##### EXERCISE MATERIALS
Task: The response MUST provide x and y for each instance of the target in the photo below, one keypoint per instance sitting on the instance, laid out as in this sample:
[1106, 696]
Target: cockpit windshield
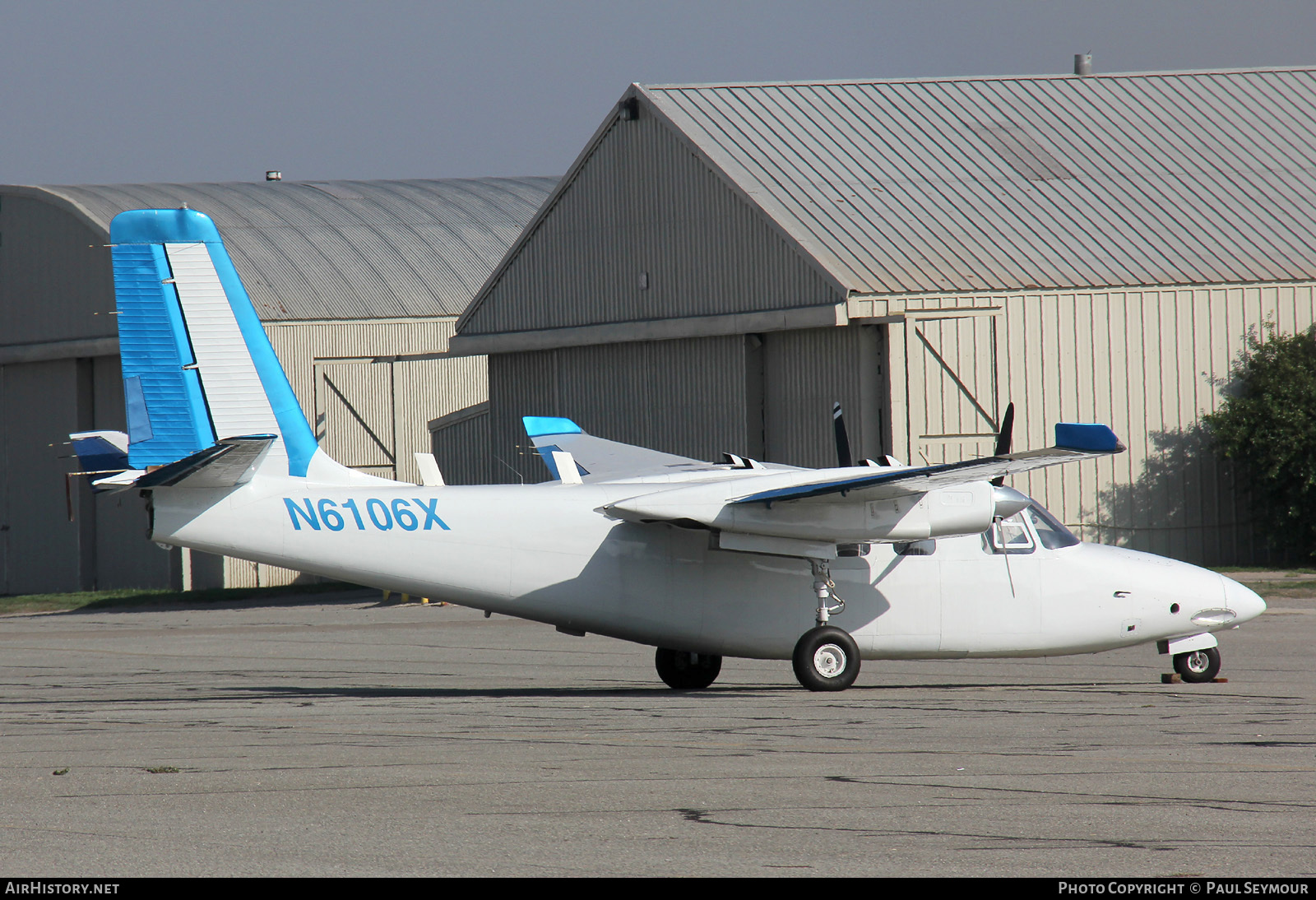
[1050, 531]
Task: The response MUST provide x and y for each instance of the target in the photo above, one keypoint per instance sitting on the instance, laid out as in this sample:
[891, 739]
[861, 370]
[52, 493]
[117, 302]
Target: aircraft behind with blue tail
[699, 559]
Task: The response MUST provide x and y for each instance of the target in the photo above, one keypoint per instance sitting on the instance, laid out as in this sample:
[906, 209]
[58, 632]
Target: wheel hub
[829, 661]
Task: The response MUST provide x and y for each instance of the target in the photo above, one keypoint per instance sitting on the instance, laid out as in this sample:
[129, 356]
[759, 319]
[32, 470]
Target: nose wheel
[1198, 666]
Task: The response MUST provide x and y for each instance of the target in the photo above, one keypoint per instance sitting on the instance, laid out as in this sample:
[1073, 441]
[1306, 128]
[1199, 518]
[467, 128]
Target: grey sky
[109, 92]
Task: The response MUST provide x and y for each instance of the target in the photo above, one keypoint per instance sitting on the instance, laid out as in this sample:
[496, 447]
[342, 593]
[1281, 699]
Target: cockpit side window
[1050, 529]
[1010, 536]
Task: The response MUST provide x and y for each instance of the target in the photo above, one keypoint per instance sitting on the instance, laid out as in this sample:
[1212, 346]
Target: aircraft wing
[860, 504]
[1073, 443]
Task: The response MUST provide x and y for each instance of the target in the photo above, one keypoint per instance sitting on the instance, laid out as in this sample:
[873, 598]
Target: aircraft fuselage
[544, 551]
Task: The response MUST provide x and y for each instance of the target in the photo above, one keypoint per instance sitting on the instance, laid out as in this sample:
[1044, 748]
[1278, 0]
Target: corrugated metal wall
[1147, 362]
[804, 373]
[693, 397]
[461, 445]
[763, 395]
[56, 282]
[394, 401]
[646, 230]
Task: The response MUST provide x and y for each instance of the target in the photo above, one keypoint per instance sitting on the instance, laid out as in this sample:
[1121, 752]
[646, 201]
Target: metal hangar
[724, 261]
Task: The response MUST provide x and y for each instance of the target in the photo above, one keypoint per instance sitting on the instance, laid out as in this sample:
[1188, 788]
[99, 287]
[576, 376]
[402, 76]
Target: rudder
[197, 364]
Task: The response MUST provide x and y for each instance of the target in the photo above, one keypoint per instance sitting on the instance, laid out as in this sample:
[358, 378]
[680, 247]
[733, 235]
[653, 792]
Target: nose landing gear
[826, 658]
[1198, 666]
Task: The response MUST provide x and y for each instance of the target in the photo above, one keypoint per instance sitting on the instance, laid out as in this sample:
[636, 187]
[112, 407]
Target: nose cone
[1245, 601]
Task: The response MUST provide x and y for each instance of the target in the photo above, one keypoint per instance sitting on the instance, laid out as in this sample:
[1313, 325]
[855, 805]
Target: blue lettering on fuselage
[382, 515]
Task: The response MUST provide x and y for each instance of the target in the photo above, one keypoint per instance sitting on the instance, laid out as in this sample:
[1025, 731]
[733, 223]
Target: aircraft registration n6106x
[744, 558]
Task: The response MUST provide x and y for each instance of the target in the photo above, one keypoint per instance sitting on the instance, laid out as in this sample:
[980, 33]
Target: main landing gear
[688, 671]
[826, 656]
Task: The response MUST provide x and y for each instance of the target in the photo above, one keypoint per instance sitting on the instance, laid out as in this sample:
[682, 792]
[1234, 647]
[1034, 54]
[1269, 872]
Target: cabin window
[1010, 536]
[1050, 531]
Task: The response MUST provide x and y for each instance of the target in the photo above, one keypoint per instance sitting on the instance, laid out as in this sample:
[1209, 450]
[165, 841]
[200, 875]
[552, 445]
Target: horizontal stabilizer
[227, 463]
[100, 452]
[599, 459]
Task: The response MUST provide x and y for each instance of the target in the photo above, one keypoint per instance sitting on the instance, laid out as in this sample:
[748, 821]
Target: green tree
[1267, 427]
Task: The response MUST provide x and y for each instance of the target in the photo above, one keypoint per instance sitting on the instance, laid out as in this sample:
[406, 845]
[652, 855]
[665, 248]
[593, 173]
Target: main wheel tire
[684, 670]
[1198, 666]
[827, 658]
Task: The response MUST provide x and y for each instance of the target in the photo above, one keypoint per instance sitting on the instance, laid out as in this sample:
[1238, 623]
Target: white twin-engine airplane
[699, 559]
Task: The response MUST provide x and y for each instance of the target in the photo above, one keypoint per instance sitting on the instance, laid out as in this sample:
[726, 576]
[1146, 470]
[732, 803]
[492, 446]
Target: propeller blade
[842, 441]
[1004, 438]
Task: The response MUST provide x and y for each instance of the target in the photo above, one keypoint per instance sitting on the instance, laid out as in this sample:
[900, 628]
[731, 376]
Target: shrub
[1267, 427]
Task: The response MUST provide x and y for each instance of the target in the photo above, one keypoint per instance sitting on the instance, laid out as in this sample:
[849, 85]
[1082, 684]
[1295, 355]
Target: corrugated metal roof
[341, 250]
[1006, 183]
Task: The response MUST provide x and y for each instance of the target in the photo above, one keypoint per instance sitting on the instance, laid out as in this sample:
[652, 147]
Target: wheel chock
[1173, 678]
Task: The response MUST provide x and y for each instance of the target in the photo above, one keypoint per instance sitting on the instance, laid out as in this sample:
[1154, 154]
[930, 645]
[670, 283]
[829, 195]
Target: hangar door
[354, 415]
[952, 370]
[803, 374]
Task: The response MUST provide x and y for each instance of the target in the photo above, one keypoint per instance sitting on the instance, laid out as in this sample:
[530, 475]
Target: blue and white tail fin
[197, 368]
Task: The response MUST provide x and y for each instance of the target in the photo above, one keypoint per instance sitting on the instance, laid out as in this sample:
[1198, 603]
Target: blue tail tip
[541, 425]
[1087, 437]
[164, 226]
##########
WHAT TO DO
Print all of the entries word for word. Omit the pictures they contain.

PROBLEM SOLUTION
Task: The response MUST provide x and y for each instance of the target in the photo below, one keypoint per instance sitting on the instance, laid out as in this sample:
[1106, 696]
Target: cockpit windshield
[1050, 531]
Task: The response MUST provide x and y for each instance of the target in the photo above, one keypoint per instance sitting on the instance, laid out as in this sample:
[891, 739]
[861, 370]
[52, 493]
[117, 302]
Target: aircraft behind with blue tail
[699, 559]
Task: The response MUST provide x and y for each instance of the target in the photo above, one keypoint per instance sitting on the instance, laid out as in this sample:
[906, 209]
[58, 632]
Target: wheel hub
[829, 661]
Task: The response MUST provide x and y for each instance of the target in the photo above, one keypoint per instance sitting on the instance, laid out as in this sample:
[129, 356]
[759, 319]
[32, 470]
Target: nose wheel
[1198, 666]
Task: The response MUST provide x and y for each instance of the target in the photo above, one keypoint per instance sitting on the instance, laid out as in this sample:
[1073, 441]
[1306, 128]
[1199, 518]
[467, 128]
Target: grey sky
[109, 92]
Task: The response MUST provide x and y for each instance of the target in the photo above, one keypoint per instance sitting on the instance, laid out as in this sample:
[496, 447]
[342, 593]
[1281, 699]
Target: cockpit side window
[1050, 529]
[1010, 536]
Task: The response MUST provide x and y for each instance of the target in the photo above, one keypoint per instance sitting on the instance, laid out as in this sample:
[1212, 346]
Target: aircraft wing
[860, 504]
[1073, 443]
Task: The response MUST provide x and y for each instance of the target in the photo above, one keypoint per instance sitting on the instance, laid out as in this sample:
[873, 598]
Target: aircraft fuselage
[544, 551]
Task: The response MUST provide x and y for each instance of the target in the photo above, one keypoint per instance sitting on the instance, laid out as in this sample:
[1044, 748]
[1278, 0]
Target: corrugated metal wall
[1147, 362]
[804, 373]
[693, 397]
[461, 445]
[763, 395]
[56, 282]
[394, 401]
[646, 230]
Task: The response MUST provide x and y for each instance of the target in the photo above, one keypoint per instance sitting on the instance, laid out as in this sample:
[1121, 752]
[646, 201]
Target: metal hangar
[724, 261]
Task: The response MUST provide x and y for each instance of the target in the photo above, one keypoint per instance sitting on the instance, laid out as in this sample:
[1188, 788]
[99, 287]
[576, 376]
[402, 76]
Target: rudder
[197, 364]
Task: The response MUST provide x and y for each instance of the target in the photo above, one keypoint per instance sitting on the instance, laid out as in this sample:
[358, 378]
[680, 247]
[733, 235]
[653, 792]
Target: nose landing gear
[826, 658]
[1198, 666]
Task: The response MUST provide x and y for each instance of the target in the photo above, one keypoint per instance sitting on the instance, laid out as in this sample:
[636, 187]
[112, 407]
Target: nose cone
[1245, 601]
Task: The response MUST provide x and y for each instance of the target in the photo above, one keypoint per instance sitting on the instance, laid out as in this sample:
[1313, 325]
[855, 805]
Target: blue lettering on fuselage
[382, 515]
Task: The response MUST provide x and y for each instance of the target in the photo above, one keypoint per instance sitting on the instance, laid out as in this sample:
[1025, 731]
[733, 223]
Target: aircraft registration n6106x
[744, 558]
Task: The response MUST provide x and y for each instance of the target in the photo above, one keypoint per instance sitting on the instance, laid out as in this sample:
[980, 33]
Target: main landing gear
[688, 671]
[826, 656]
Task: The response MUST provide x and y for each instance of the target in the photo above, one keypoint per instance sitting on the instance, laid out as in this sample:
[682, 792]
[1234, 647]
[1034, 54]
[1269, 872]
Target: cabin window
[1010, 536]
[1050, 531]
Task: The response MUST provide x and y for each instance of the target in the photo above, one keypoint per instance sitting on the instance, laid out as in this sample:
[1209, 450]
[165, 841]
[200, 875]
[552, 445]
Target: horizontal stabilizer
[227, 463]
[100, 452]
[599, 459]
Task: The response MUST provide x and y for each instance of the target in the photo above, one keypoint per instance sitting on the instance, laid out as in this sample:
[748, 821]
Target: green tree
[1267, 427]
Task: The response MUST provide x and y for each instance of the target in the photo above, one keypoint per instance sitting on the instance, laid out as in this sample:
[406, 845]
[652, 855]
[665, 248]
[593, 173]
Target: main wheel tire
[684, 670]
[1198, 666]
[827, 658]
Task: The response MUST provide x and y for each instance of the target in the photo above, one keypoint per instance sitting on the instance, laid out as in this sample:
[1238, 623]
Target: white twin-engine airplane
[699, 559]
Task: The response MUST provide x and y for each instance of the target in the photo above, one keypoint per instance sitting on the instance, laid out as in this sample:
[726, 576]
[1146, 470]
[732, 803]
[492, 446]
Target: propeller blade
[842, 441]
[1004, 438]
Task: The response MUST provide x and y for each instance of the target in the photo above, one keypoint per instance sitting on the instance, laid out as in this sample:
[900, 628]
[731, 376]
Target: shrub
[1267, 427]
Task: The response MUST provide x and y for each instance of the target in the photo above, one keypoint per instance sitting on the instance, laid out as in this sample:
[849, 85]
[1082, 684]
[1295, 355]
Target: corrugated metal roof
[341, 250]
[1006, 183]
Task: The response MUST provide x and y for each instance of the target in the photo above, one keypoint per instance sitting on the instance, laid out as in this sample:
[652, 147]
Target: wheel chock
[1173, 678]
Task: The response MUST provide x and y for each instance of the target in the photo above, one keypoint per instance sitting on the instance, laid out as in this sample:
[1154, 154]
[930, 645]
[670, 283]
[829, 195]
Target: hangar door
[354, 415]
[952, 370]
[803, 374]
Task: The response MUST provide x and y for each instance of the target in the photo above, one keypoint per instance sitting on the instance, laid out as in this sample:
[530, 475]
Target: blue and white tail fin
[197, 368]
Task: The response MUST provide x and y for each instance of the target in the photo above, one keypoint per instance sitting on the instance, laid out as in this sample:
[1198, 603]
Target: blue tail tip
[541, 425]
[1087, 437]
[164, 226]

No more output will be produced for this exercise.